Rows from a dataset:
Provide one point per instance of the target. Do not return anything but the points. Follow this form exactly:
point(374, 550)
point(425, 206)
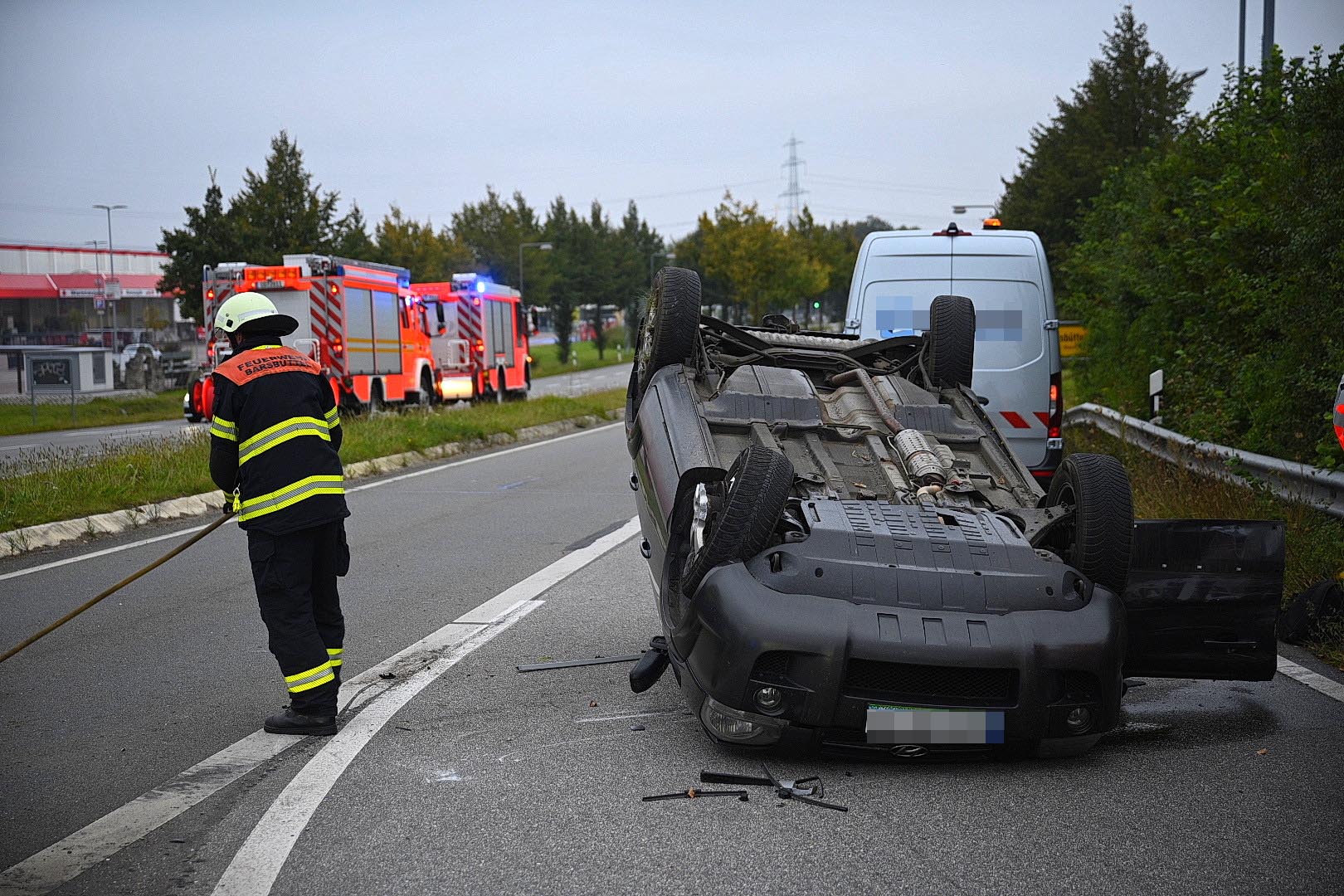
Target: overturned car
point(845, 553)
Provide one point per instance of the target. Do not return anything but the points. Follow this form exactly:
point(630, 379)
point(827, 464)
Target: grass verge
point(17, 419)
point(546, 359)
point(73, 485)
point(1166, 490)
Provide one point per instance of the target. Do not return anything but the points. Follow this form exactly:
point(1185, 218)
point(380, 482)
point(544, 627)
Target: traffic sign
point(1071, 340)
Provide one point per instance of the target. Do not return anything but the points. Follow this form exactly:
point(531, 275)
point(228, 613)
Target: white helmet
point(251, 314)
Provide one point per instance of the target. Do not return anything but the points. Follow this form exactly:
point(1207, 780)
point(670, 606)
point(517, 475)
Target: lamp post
point(541, 246)
point(97, 268)
point(112, 270)
point(671, 257)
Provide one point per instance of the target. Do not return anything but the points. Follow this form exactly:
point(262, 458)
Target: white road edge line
point(264, 853)
point(1312, 680)
point(81, 850)
point(358, 488)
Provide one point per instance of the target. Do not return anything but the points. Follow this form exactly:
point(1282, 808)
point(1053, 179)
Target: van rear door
point(1001, 275)
point(899, 278)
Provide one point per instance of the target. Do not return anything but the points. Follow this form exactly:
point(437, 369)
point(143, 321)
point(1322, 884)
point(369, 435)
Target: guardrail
point(1292, 481)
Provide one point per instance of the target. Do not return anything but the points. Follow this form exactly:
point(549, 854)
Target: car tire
point(952, 342)
point(754, 494)
point(1098, 542)
point(671, 324)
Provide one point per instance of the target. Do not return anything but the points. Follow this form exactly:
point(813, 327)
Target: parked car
point(845, 553)
point(134, 349)
point(1004, 273)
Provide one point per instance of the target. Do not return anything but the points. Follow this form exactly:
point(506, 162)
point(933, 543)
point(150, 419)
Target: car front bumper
point(830, 659)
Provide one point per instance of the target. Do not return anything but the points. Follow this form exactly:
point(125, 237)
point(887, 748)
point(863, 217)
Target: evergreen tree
point(207, 238)
point(1131, 100)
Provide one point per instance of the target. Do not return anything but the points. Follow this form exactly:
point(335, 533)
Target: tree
point(431, 256)
point(1132, 100)
point(763, 265)
point(207, 238)
point(281, 210)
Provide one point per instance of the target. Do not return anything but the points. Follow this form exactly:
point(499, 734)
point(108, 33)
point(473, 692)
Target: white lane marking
point(1312, 680)
point(85, 848)
point(562, 568)
point(43, 567)
point(359, 488)
point(264, 853)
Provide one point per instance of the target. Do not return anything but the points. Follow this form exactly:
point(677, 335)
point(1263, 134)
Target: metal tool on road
point(121, 585)
point(691, 793)
point(806, 790)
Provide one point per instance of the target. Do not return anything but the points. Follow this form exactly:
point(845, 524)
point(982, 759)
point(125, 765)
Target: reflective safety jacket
point(275, 438)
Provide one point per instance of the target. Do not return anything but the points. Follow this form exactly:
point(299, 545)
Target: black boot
point(297, 723)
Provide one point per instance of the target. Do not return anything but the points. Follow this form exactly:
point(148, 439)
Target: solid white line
point(359, 488)
point(1312, 680)
point(258, 863)
point(85, 848)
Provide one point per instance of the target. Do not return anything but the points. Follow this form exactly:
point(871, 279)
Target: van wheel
point(671, 324)
point(952, 342)
point(738, 522)
point(1097, 544)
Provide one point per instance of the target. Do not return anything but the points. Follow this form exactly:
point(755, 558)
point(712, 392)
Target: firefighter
point(273, 449)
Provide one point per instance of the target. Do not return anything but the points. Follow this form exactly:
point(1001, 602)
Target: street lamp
point(97, 268)
point(671, 257)
point(112, 270)
point(543, 247)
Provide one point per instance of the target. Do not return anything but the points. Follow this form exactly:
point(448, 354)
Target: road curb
point(49, 535)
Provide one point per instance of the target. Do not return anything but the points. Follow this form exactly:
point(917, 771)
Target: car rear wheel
point(952, 342)
point(1098, 542)
point(739, 522)
point(671, 324)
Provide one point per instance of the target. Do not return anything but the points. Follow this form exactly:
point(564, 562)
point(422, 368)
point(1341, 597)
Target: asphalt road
point(459, 774)
point(17, 446)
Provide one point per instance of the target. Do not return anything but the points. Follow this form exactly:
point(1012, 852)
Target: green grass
point(546, 359)
point(17, 419)
point(1166, 490)
point(71, 484)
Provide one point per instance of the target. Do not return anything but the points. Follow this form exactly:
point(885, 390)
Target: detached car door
point(1203, 598)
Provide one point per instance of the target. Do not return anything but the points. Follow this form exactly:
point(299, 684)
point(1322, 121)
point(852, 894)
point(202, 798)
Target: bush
point(1220, 260)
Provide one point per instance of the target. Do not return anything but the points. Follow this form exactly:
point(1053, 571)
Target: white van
point(1004, 273)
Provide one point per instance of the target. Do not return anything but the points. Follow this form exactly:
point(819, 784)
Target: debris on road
point(808, 790)
point(572, 664)
point(691, 793)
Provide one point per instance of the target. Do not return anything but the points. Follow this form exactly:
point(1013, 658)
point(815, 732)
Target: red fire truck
point(359, 320)
point(479, 338)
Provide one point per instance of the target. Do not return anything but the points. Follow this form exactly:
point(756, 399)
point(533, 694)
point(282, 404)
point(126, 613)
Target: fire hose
point(119, 586)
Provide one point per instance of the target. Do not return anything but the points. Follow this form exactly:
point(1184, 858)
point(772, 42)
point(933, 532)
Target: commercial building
point(63, 296)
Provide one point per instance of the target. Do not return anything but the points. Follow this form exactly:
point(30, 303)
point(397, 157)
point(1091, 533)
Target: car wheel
point(1097, 544)
point(952, 342)
point(739, 523)
point(671, 324)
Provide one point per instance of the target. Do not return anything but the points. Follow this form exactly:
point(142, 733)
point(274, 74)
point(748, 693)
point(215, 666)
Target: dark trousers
point(296, 589)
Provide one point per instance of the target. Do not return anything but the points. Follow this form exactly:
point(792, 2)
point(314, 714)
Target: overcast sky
point(903, 109)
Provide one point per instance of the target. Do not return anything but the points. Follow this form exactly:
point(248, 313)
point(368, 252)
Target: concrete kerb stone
point(50, 535)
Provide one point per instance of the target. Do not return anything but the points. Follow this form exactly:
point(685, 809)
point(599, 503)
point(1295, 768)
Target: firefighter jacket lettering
point(275, 436)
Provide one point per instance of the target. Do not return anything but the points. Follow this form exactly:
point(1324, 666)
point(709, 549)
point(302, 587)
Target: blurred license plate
point(889, 724)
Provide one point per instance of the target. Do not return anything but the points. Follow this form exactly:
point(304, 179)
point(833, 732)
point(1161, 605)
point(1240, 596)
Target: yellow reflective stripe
point(290, 494)
point(309, 677)
point(329, 676)
point(223, 429)
point(283, 431)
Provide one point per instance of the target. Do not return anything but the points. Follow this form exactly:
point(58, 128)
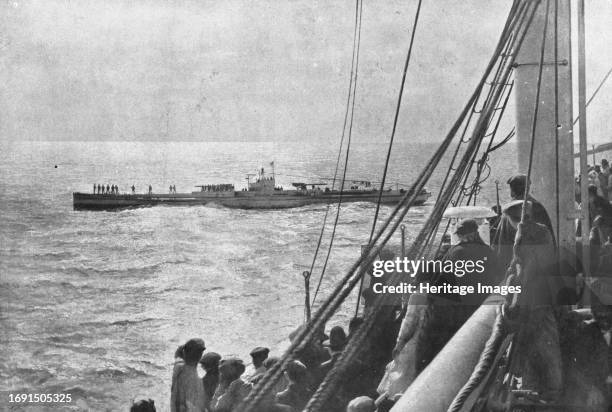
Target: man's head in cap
point(517, 183)
point(210, 362)
point(296, 372)
point(467, 230)
point(361, 404)
point(259, 354)
point(514, 209)
point(230, 369)
point(193, 350)
point(143, 405)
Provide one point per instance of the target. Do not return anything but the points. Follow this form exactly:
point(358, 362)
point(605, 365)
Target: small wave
point(55, 255)
point(71, 338)
point(33, 376)
point(116, 373)
point(120, 322)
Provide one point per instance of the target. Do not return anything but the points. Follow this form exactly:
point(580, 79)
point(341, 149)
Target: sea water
point(95, 303)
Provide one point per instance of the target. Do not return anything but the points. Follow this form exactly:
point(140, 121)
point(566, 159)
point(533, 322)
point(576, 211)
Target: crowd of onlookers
point(600, 176)
point(600, 216)
point(209, 382)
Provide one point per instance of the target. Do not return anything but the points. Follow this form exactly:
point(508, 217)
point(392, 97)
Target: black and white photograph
point(306, 206)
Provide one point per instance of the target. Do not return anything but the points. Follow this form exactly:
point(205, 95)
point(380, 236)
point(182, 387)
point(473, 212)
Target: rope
point(346, 284)
point(483, 366)
point(352, 89)
point(536, 108)
point(356, 343)
point(395, 120)
point(494, 341)
point(596, 91)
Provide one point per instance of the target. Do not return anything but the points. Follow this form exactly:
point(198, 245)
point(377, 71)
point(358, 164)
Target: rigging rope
point(395, 120)
point(355, 345)
point(492, 345)
point(358, 11)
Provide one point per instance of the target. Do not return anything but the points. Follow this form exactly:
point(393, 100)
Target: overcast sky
point(251, 70)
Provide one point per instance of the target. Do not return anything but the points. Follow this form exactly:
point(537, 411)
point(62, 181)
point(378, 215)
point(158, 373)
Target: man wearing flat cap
point(450, 311)
point(232, 389)
point(187, 393)
point(504, 235)
point(258, 355)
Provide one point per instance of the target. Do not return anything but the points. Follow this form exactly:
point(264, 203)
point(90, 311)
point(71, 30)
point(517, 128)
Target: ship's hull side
point(239, 200)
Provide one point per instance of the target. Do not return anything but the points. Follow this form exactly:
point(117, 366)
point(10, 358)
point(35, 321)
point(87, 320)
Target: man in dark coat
point(538, 355)
point(505, 232)
point(449, 311)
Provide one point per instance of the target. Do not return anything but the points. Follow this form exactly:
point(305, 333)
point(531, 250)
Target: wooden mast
point(584, 179)
point(552, 181)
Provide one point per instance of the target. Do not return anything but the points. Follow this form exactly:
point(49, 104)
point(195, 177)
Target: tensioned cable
point(355, 345)
point(348, 147)
point(536, 108)
point(346, 113)
point(395, 120)
point(346, 284)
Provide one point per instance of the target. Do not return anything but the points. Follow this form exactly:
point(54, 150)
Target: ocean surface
point(95, 303)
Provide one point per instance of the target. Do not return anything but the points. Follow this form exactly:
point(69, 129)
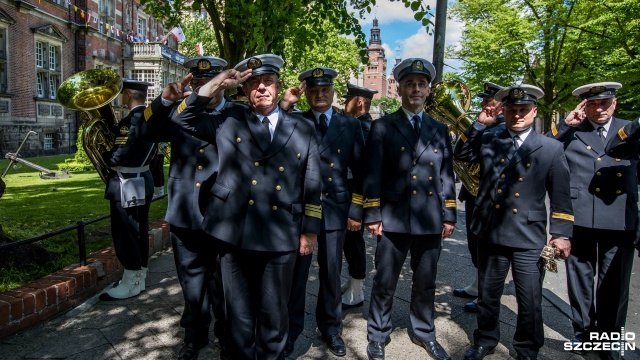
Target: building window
point(48, 56)
point(4, 68)
point(48, 141)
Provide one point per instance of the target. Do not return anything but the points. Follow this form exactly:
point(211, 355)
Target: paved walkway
point(147, 327)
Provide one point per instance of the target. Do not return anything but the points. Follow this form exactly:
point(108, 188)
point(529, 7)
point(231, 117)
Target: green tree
point(387, 105)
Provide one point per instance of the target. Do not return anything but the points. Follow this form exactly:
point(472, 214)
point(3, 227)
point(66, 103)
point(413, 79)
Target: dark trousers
point(608, 256)
point(355, 254)
point(528, 273)
point(329, 304)
point(257, 286)
point(391, 253)
point(130, 233)
point(195, 255)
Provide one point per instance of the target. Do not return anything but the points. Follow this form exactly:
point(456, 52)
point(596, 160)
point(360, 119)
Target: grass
point(32, 206)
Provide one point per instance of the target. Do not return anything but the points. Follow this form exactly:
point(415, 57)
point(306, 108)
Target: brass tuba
point(92, 91)
point(449, 102)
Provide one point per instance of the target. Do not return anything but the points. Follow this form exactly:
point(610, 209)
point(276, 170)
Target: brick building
point(43, 42)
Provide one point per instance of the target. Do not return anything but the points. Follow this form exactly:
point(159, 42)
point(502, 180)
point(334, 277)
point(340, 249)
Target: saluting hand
point(577, 116)
point(175, 90)
point(308, 243)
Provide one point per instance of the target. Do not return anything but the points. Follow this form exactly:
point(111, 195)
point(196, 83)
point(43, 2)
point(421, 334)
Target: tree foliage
point(555, 45)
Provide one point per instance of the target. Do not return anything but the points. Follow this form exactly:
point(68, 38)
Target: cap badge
point(204, 64)
point(516, 93)
point(254, 63)
point(417, 65)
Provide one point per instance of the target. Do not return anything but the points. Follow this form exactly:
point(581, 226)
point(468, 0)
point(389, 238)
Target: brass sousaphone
point(92, 91)
point(449, 103)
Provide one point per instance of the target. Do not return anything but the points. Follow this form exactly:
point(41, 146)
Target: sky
point(402, 36)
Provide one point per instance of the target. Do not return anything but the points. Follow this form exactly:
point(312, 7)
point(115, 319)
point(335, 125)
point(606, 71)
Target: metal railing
point(79, 226)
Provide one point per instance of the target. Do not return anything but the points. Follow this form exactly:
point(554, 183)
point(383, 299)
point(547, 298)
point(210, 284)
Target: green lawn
point(32, 206)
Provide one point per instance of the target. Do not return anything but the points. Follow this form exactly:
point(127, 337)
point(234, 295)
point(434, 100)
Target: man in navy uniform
point(193, 163)
point(340, 146)
point(604, 191)
point(492, 116)
point(129, 158)
point(265, 203)
point(357, 104)
point(410, 204)
point(519, 168)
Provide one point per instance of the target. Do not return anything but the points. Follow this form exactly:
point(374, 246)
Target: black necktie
point(601, 133)
point(323, 124)
point(416, 125)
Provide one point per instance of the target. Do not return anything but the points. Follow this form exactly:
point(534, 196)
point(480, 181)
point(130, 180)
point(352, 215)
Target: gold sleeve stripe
point(371, 203)
point(147, 113)
point(562, 216)
point(182, 106)
point(621, 134)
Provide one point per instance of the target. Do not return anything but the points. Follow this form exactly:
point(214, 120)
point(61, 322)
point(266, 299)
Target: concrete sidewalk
point(147, 327)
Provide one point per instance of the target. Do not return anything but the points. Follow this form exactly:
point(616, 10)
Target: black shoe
point(433, 349)
point(288, 347)
point(477, 352)
point(189, 351)
point(335, 344)
point(375, 350)
point(471, 307)
point(463, 293)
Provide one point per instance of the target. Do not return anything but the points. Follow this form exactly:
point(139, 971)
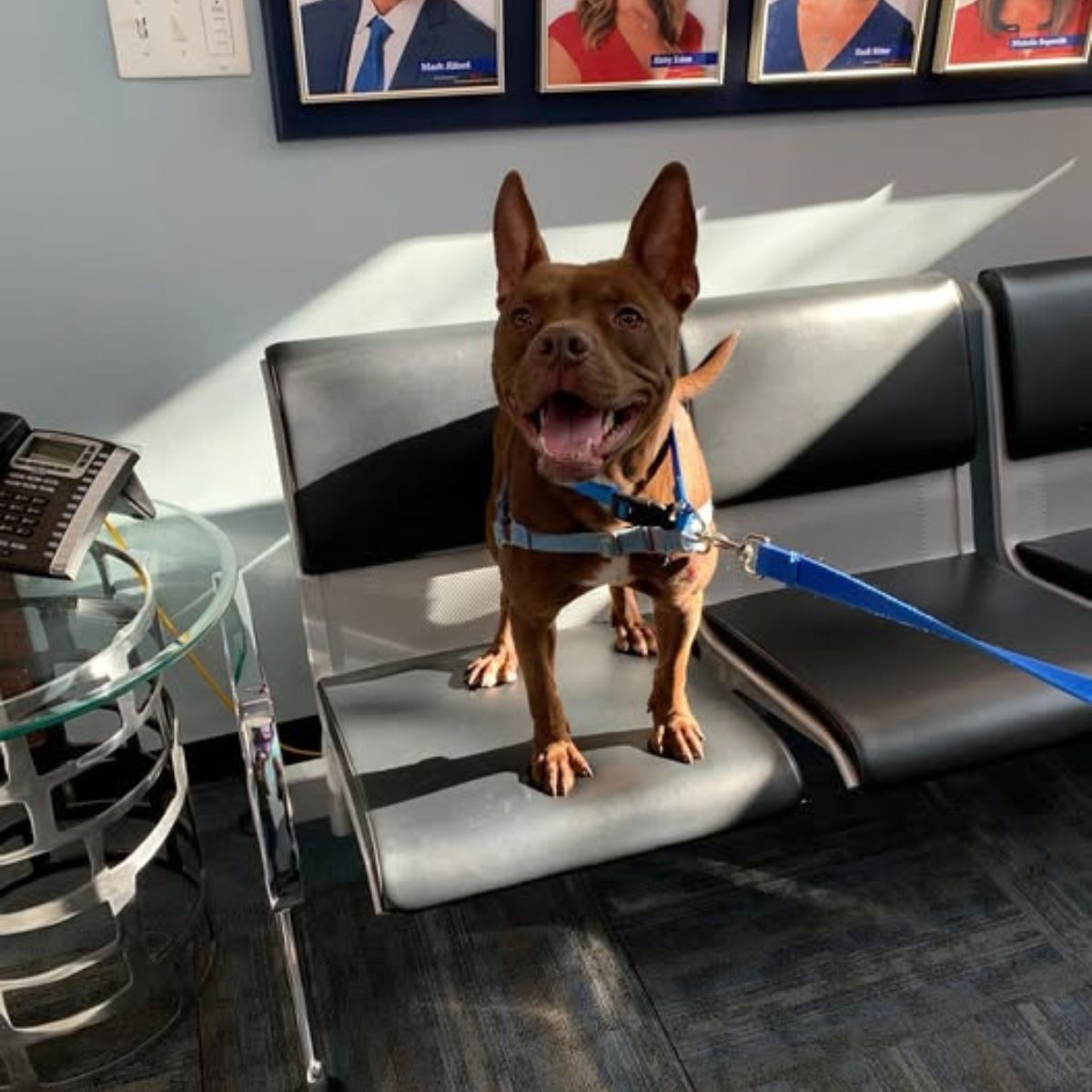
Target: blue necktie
point(371, 76)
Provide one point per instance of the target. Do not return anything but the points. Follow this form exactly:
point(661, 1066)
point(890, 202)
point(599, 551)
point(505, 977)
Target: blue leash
point(796, 571)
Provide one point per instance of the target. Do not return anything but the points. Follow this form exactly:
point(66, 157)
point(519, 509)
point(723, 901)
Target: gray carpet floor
point(932, 938)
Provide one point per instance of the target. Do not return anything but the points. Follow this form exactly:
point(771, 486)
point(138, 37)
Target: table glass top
point(143, 598)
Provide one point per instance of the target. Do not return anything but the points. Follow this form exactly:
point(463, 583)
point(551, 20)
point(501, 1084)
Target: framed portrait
point(812, 39)
point(660, 45)
point(369, 50)
point(986, 35)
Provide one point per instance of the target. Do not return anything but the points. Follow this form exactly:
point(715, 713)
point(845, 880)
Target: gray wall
point(156, 238)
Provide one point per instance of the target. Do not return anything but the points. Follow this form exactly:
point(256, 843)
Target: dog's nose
point(562, 345)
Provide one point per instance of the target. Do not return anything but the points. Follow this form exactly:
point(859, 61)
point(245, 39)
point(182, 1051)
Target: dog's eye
point(629, 318)
point(521, 317)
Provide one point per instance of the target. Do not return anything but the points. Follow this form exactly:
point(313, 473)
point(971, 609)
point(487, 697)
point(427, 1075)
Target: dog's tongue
point(571, 427)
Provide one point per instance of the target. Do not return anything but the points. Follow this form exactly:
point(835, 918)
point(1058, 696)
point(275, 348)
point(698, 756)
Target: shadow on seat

PROBLEM REQUIREMENTS:
Show every line above that contains the word "jacket", paying attention to upper and lower case.

RESULT:
Target: reflective safety jacket
Target: firefighter jacket lettering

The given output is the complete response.